— AIM OF THE EXERCISE —
Display every line of the records below that contains the string "parking", matching case exactly.

## start

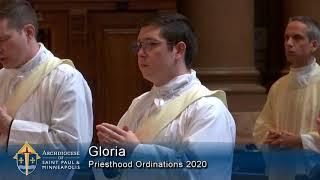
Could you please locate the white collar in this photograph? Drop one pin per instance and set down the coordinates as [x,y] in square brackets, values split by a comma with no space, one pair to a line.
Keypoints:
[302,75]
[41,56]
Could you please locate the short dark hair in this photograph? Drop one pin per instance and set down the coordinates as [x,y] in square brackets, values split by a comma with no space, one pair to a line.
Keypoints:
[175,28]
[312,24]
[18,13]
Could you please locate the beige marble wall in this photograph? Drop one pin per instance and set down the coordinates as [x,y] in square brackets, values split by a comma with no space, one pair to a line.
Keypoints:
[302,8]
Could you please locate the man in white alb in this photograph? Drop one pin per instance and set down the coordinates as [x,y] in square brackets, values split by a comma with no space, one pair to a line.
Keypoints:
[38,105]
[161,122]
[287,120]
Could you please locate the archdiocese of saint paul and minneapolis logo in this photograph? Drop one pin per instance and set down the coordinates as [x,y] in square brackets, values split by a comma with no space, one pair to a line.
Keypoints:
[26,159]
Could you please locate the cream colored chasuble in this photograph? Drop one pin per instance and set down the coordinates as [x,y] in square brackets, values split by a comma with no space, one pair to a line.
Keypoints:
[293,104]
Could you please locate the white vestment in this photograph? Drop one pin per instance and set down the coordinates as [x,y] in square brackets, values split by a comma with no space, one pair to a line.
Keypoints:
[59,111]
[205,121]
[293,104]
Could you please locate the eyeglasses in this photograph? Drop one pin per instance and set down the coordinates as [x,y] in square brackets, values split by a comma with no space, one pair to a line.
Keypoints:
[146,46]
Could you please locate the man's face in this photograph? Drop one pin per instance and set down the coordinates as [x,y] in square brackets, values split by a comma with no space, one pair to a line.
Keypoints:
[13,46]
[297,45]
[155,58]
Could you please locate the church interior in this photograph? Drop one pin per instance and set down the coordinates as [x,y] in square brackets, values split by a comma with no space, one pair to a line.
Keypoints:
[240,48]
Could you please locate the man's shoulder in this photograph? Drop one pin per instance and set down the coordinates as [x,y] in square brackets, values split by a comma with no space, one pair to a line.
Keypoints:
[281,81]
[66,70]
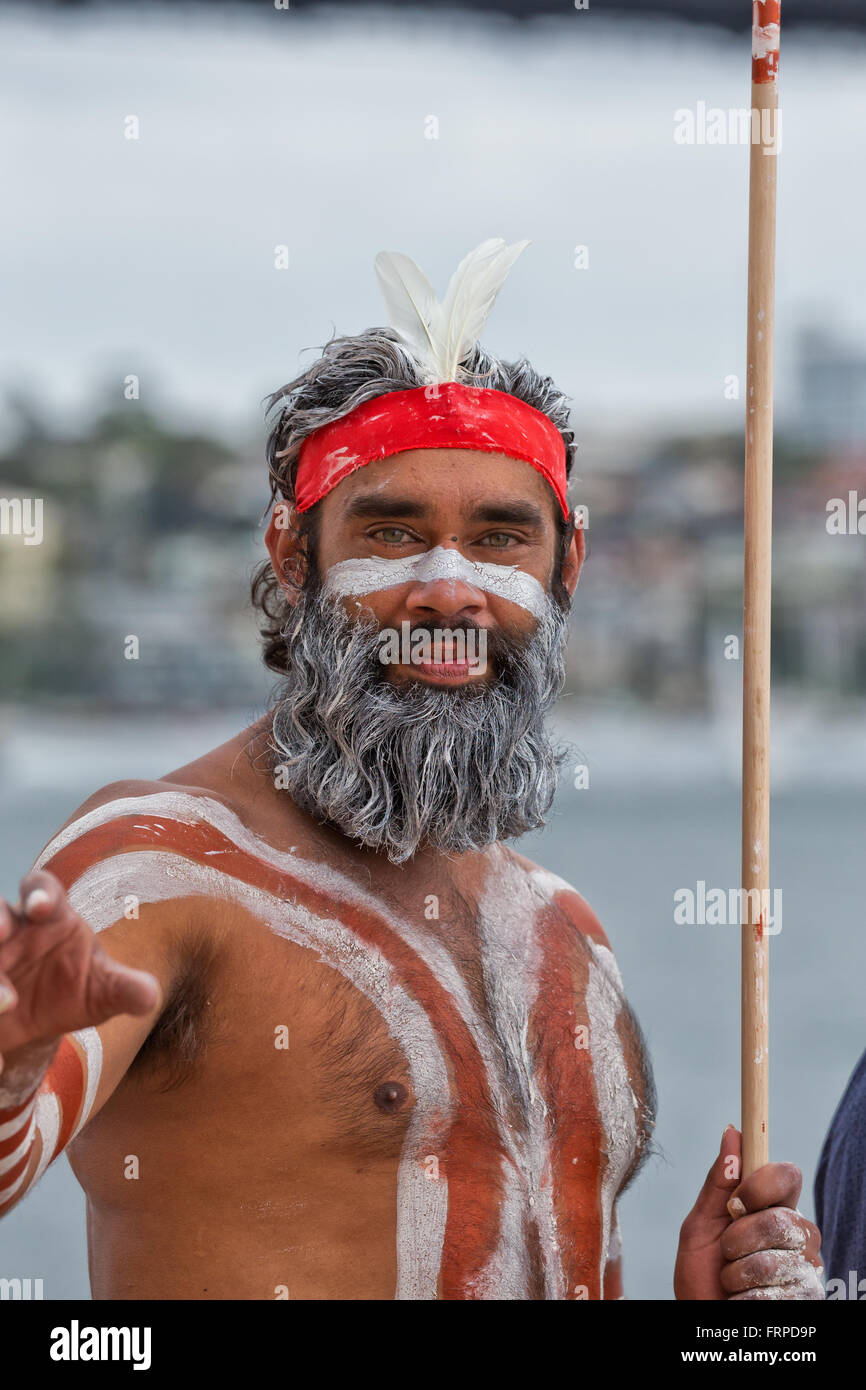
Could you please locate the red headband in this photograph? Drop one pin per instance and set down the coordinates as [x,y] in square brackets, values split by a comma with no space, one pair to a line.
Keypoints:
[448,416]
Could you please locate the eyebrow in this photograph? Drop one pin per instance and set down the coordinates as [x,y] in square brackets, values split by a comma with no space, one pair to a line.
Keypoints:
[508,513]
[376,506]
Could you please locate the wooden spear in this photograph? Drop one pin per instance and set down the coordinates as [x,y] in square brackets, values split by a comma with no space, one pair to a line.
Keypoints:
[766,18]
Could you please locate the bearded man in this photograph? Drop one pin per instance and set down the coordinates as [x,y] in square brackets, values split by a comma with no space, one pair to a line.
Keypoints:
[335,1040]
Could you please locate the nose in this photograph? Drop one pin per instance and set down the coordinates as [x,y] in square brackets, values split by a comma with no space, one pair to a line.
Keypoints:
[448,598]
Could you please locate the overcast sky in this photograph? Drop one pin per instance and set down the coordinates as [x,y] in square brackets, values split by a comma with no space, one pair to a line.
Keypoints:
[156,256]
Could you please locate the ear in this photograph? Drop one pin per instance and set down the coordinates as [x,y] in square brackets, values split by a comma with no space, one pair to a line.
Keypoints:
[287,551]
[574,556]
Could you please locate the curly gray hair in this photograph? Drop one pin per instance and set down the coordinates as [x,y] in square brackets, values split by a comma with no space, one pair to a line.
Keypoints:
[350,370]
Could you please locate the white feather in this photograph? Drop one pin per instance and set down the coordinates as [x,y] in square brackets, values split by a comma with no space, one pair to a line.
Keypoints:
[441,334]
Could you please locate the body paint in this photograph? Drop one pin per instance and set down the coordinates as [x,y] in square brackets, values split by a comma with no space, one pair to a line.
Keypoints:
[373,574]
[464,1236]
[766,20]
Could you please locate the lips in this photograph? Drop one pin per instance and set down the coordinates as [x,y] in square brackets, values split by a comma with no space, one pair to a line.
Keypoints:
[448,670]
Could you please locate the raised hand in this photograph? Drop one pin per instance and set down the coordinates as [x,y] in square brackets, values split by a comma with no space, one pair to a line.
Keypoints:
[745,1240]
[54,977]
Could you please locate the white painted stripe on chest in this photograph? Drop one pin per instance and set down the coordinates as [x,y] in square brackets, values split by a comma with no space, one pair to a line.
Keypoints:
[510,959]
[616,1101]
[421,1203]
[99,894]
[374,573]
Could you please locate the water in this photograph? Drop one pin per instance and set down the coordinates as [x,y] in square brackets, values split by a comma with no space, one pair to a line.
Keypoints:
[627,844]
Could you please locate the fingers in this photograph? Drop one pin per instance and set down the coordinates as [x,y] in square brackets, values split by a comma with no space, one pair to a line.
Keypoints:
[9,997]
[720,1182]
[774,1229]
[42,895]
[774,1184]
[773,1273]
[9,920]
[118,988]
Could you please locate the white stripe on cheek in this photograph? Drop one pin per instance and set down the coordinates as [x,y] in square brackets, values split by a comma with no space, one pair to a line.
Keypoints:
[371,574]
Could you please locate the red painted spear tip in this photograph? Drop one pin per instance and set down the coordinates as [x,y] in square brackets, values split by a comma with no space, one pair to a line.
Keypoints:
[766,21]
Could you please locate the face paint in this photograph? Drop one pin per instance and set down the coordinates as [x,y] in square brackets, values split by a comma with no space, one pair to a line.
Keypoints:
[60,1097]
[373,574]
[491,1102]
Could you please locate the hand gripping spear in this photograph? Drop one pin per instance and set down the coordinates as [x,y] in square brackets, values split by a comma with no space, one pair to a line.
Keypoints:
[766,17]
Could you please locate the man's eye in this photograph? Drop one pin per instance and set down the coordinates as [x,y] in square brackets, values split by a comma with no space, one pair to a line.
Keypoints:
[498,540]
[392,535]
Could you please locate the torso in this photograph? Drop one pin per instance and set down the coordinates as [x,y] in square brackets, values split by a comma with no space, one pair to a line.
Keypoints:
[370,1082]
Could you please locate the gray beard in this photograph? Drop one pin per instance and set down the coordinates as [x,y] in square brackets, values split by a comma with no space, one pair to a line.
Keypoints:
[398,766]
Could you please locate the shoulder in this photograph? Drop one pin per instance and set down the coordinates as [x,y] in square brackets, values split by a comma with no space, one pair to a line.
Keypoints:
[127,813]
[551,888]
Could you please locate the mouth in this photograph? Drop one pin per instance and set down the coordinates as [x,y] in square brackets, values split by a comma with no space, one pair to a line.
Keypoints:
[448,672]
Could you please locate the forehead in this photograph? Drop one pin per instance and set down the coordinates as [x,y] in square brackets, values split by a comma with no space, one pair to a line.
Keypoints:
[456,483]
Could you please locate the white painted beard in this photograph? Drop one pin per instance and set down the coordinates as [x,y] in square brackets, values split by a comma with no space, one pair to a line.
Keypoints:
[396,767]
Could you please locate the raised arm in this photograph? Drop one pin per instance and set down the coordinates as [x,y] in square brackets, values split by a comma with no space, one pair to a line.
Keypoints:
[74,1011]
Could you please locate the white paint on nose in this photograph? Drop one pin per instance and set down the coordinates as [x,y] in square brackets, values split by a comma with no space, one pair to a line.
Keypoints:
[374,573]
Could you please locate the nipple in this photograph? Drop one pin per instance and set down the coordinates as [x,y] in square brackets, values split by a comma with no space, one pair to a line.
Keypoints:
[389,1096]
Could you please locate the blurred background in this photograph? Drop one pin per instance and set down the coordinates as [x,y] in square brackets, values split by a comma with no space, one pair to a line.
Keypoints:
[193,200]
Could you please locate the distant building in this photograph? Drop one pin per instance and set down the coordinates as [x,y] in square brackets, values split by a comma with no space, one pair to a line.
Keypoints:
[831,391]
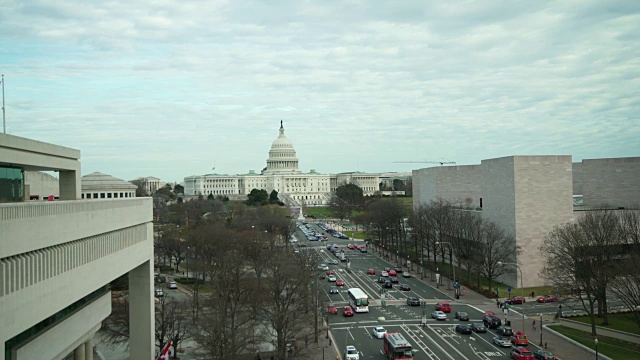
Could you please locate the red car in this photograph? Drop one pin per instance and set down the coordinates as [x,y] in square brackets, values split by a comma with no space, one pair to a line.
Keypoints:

## end
## start

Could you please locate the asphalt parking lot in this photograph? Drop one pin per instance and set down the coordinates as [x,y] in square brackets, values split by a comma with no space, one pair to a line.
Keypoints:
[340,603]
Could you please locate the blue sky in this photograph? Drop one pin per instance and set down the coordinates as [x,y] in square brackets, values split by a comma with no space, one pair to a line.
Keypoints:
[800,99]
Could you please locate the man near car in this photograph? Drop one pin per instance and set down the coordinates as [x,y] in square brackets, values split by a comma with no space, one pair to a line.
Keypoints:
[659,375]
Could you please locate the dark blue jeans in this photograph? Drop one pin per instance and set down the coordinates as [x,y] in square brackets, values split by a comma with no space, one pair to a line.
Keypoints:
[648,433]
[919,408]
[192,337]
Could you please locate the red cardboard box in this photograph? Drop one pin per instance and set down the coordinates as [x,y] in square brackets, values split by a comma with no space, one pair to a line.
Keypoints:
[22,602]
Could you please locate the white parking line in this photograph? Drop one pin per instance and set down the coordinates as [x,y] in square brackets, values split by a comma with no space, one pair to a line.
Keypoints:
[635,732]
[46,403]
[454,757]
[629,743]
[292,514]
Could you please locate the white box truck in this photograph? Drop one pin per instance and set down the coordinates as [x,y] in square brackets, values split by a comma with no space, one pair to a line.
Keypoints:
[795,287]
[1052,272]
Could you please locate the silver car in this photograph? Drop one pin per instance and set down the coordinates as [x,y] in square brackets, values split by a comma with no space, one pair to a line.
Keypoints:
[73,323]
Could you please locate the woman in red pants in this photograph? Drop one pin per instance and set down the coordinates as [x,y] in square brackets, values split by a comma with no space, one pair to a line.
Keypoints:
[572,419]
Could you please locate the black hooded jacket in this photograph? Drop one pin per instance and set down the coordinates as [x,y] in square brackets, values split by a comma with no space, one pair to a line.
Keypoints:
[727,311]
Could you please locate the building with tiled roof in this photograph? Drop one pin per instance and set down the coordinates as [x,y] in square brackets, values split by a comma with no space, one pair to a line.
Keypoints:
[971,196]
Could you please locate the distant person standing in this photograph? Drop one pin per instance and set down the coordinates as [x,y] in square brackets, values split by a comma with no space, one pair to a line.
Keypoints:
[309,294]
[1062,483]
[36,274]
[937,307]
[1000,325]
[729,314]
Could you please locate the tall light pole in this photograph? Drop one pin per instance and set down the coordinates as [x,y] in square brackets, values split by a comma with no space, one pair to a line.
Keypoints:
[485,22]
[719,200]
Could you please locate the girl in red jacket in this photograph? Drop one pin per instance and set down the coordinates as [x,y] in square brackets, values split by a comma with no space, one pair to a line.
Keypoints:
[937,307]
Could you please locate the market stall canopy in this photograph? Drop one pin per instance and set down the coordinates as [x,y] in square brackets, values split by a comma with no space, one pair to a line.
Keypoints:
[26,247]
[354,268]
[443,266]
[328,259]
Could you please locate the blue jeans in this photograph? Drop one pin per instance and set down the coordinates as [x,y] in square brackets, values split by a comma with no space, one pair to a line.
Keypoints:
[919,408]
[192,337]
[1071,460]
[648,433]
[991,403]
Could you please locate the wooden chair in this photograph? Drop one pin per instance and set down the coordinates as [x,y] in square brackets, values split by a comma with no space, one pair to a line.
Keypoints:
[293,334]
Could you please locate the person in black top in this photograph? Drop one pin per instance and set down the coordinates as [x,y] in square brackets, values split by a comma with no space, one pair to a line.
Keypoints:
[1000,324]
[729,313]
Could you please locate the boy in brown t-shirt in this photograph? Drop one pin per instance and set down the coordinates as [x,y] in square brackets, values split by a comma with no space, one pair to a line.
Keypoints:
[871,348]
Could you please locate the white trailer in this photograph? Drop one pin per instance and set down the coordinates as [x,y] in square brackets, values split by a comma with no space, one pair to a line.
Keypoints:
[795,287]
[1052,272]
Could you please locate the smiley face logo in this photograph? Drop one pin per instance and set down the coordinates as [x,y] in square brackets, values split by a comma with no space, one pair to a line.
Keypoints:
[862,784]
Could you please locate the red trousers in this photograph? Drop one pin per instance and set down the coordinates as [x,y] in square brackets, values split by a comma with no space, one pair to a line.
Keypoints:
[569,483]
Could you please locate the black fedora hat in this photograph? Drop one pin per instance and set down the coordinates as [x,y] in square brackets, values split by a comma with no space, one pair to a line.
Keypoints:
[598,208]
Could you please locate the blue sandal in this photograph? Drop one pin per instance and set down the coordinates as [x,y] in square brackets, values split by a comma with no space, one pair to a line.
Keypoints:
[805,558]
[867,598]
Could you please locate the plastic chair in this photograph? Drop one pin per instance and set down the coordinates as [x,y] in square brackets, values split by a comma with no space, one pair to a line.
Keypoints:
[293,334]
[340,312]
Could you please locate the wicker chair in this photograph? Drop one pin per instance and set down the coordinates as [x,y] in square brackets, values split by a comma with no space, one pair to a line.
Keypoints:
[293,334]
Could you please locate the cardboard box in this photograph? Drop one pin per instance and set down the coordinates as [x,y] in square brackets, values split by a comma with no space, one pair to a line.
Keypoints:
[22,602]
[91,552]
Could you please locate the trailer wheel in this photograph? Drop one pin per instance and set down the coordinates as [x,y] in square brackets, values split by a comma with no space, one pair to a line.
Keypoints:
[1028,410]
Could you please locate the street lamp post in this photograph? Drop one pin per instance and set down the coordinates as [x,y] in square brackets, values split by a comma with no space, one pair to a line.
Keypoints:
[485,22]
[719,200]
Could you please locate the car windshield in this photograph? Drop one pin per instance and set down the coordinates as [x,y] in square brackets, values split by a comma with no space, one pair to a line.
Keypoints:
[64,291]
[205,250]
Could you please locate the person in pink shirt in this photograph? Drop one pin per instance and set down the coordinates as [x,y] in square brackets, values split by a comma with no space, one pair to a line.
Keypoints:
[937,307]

## end

— ANSWER TO THE PROBLEM —
Could you please locate the asphalt parking lot in this photograph? Drop one pin per instance and set down the coordinates as [x,y] in square brackets, values split by a comma with no space, one pair to a line.
Could you please locate the white parking line in this photograph? Drop one pin per instance and set down the coordinates as [x,y] in square brackets, values split by a comma with no space, one pair to a line.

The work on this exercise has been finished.